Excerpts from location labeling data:

_ _ _ _

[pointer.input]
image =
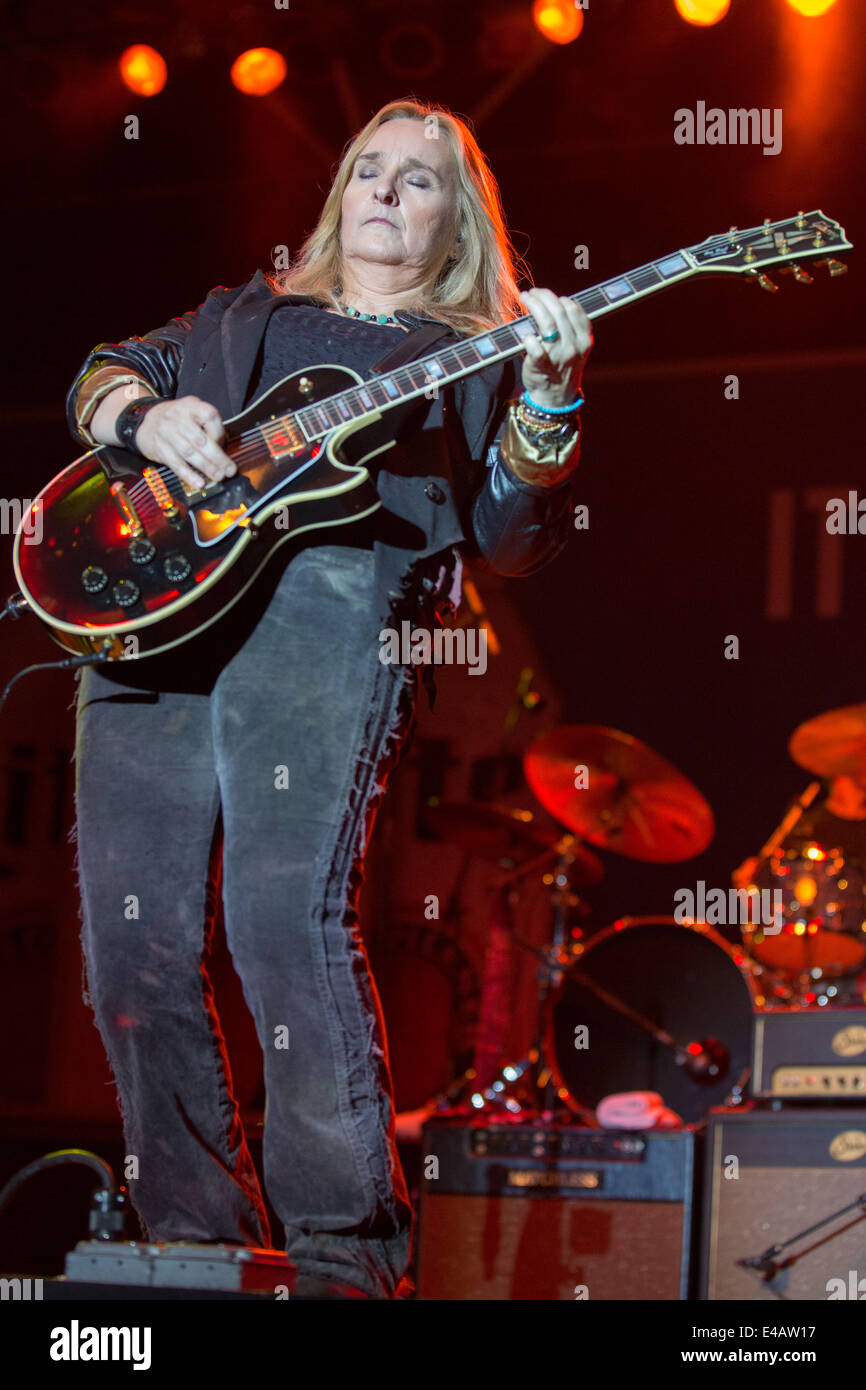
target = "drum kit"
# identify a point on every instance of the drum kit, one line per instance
(651, 1004)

_ _ _ _

(SET TASK) Please recast the records above as a two-column CSV headed input and output, with one row per record: the record's text under input and its answer under output. Put each value in a single quoted field with line breaks turned into spaces, and leave the pictures out.

(CORRECT RESPONSE)
input,output
"[pointer.input] image = target = ""drum kit"" # identify a point on every instance of the drum kit, one line per instance","(651, 1004)"